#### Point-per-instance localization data
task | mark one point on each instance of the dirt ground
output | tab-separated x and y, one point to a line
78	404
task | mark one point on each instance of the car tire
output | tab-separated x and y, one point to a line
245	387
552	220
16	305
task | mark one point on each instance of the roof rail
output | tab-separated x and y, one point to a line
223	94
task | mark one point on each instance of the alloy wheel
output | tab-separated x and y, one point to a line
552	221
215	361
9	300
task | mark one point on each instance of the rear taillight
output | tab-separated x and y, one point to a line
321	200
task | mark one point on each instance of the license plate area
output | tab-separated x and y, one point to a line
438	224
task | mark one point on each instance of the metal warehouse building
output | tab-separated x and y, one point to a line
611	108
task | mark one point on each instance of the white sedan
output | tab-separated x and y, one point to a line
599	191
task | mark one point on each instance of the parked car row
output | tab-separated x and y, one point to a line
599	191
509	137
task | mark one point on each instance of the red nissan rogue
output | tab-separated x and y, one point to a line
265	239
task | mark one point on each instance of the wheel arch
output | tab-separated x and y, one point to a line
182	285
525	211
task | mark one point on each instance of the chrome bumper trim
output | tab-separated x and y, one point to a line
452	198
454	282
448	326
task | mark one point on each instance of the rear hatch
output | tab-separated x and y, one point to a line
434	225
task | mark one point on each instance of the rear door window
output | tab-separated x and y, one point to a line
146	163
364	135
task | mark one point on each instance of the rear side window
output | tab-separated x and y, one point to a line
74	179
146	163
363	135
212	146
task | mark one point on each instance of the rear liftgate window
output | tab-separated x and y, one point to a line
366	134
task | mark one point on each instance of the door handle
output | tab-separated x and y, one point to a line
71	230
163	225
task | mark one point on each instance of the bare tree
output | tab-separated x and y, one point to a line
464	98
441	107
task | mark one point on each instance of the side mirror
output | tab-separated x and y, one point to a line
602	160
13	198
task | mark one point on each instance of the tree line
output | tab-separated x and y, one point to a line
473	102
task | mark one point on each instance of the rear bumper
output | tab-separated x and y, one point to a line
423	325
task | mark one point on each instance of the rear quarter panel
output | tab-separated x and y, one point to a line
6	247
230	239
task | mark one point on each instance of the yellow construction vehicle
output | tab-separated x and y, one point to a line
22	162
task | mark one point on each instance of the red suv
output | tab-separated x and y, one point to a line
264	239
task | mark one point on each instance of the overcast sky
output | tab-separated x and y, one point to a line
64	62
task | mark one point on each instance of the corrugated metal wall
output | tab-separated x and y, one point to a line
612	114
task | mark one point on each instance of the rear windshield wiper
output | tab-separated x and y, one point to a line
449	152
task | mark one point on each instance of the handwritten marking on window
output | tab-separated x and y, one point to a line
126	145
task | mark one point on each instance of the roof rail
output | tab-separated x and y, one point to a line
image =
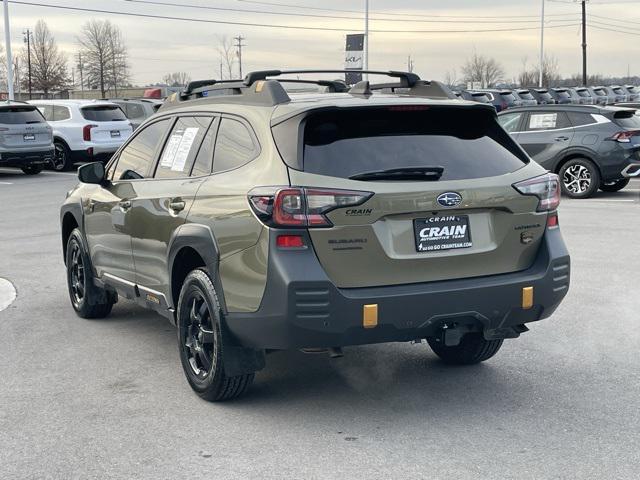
407	79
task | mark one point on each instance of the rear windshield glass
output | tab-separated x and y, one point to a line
526	95
466	143
20	115
627	120
103	113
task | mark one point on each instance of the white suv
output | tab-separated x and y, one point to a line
84	130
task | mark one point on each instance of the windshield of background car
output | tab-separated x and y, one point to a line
103	113
20	115
627	119
467	143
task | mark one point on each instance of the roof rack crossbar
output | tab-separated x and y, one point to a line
407	79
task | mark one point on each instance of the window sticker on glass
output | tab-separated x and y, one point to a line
543	121
170	152
185	147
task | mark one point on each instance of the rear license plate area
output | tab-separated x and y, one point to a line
442	232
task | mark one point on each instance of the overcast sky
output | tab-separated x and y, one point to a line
158	46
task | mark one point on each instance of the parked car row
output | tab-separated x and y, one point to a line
503	99
590	147
61	133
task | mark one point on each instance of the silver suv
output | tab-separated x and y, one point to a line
26	140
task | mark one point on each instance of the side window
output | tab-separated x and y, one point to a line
134	110
136	159
204	160
510	121
547	121
61	113
47	112
180	150
581	119
234	146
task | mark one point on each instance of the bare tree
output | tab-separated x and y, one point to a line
176	79
227	56
550	73
48	63
485	70
104	55
451	78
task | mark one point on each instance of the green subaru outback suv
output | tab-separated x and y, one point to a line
256	219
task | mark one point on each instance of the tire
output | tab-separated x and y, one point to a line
579	178
615	186
32	169
87	300
473	349
200	341
62	157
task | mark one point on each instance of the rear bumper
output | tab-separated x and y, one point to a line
632	171
23	158
302	308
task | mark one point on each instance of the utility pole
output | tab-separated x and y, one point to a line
366	37
584	43
239	46
540	80
27	38
80	66
7	40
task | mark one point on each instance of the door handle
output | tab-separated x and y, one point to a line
176	204
125	205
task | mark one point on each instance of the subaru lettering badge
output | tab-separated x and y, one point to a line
449	199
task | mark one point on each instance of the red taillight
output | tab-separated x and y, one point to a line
545	187
625	136
290	241
296	207
86	132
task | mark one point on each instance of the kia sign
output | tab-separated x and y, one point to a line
354	58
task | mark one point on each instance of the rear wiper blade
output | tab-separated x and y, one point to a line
422	174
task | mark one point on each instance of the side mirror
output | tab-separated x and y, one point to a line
91	173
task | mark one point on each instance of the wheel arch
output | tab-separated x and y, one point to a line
192	246
571	155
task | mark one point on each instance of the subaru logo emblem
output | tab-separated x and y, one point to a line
449	199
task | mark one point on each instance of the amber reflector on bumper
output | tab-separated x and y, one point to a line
527	298
370	316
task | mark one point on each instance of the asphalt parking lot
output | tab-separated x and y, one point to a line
108	399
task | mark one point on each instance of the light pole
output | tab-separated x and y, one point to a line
541	46
27	40
7	40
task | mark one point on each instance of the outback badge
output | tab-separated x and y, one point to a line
449	199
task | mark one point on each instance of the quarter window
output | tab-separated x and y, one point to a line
548	121
181	148
136	159
204	160
60	113
234	146
510	121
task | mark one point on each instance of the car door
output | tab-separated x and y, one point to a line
108	220
161	205
546	134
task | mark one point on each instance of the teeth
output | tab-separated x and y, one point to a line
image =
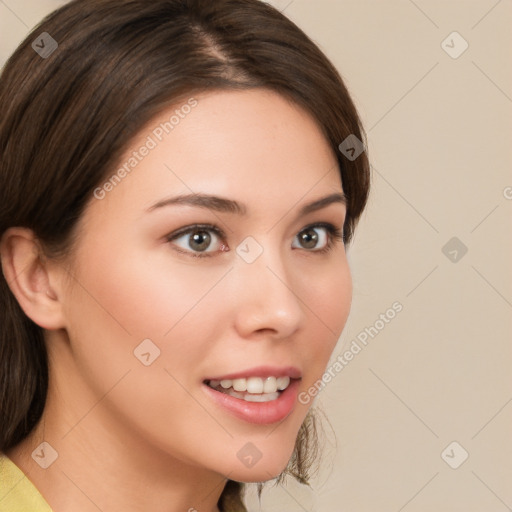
253	385
226	383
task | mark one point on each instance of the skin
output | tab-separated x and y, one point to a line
137	438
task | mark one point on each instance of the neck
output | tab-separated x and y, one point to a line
102	467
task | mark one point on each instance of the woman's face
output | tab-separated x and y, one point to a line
159	307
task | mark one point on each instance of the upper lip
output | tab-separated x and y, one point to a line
262	371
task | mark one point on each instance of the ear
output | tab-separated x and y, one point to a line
31	278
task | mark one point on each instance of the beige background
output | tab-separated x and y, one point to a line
440	133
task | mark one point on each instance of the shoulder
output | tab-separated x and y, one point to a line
17	493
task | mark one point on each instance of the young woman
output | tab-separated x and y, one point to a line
175	211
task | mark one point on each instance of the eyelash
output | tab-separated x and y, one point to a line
334	234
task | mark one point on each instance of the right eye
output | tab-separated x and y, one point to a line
198	240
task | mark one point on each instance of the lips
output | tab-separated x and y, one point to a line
260	371
260	395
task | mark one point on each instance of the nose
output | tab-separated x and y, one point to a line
266	302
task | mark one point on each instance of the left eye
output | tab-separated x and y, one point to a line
313	237
198	240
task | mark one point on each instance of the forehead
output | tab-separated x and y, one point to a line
252	145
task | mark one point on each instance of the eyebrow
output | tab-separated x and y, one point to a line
223	205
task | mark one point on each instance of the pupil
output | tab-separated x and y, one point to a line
200	241
309	238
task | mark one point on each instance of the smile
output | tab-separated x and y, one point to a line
253	389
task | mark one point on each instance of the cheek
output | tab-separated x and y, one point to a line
328	304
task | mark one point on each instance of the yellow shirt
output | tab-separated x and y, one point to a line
17	492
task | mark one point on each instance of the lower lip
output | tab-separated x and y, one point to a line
262	413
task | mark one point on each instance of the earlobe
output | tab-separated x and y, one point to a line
31	278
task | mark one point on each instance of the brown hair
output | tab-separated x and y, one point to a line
69	114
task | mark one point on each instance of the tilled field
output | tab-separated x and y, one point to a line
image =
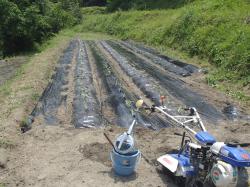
97	83
95	86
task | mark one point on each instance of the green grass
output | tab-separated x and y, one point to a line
217	31
93	10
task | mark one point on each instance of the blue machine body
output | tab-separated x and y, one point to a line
205	138
235	156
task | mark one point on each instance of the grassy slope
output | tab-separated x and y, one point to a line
216	30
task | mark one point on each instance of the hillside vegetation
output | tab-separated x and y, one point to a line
217	30
26	24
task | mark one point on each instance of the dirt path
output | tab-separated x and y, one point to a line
91	88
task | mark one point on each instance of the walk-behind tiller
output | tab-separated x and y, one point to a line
201	160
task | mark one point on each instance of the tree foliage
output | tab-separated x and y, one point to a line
23	24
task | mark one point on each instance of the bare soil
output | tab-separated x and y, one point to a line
62	155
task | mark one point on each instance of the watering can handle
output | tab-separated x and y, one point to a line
122	140
131	127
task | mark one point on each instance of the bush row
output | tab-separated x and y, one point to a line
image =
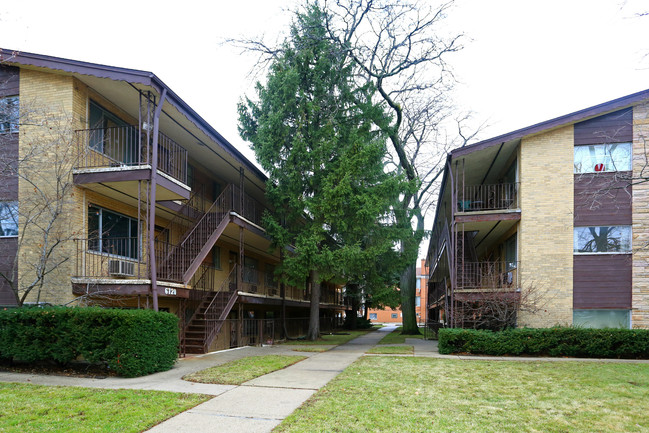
557	341
130	342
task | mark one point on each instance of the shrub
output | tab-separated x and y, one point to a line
557	341
131	342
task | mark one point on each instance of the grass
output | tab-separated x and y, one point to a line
35	408
395	337
332	339
388	394
244	369
392	350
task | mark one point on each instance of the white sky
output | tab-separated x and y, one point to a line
524	61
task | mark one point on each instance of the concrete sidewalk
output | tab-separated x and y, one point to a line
262	403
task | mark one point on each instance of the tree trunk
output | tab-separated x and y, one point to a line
352	293
407	286
283	293
314	316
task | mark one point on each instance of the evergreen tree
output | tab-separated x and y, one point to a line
310	129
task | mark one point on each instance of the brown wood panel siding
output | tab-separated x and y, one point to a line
8	251
9	80
602	281
603	199
616	127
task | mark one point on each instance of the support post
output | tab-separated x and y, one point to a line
152	190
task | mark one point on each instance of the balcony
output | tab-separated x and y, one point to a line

#### Directions
Look through the data above for lines holding the word "woman". State how many there are and nothing else.

#### Solution to this task
2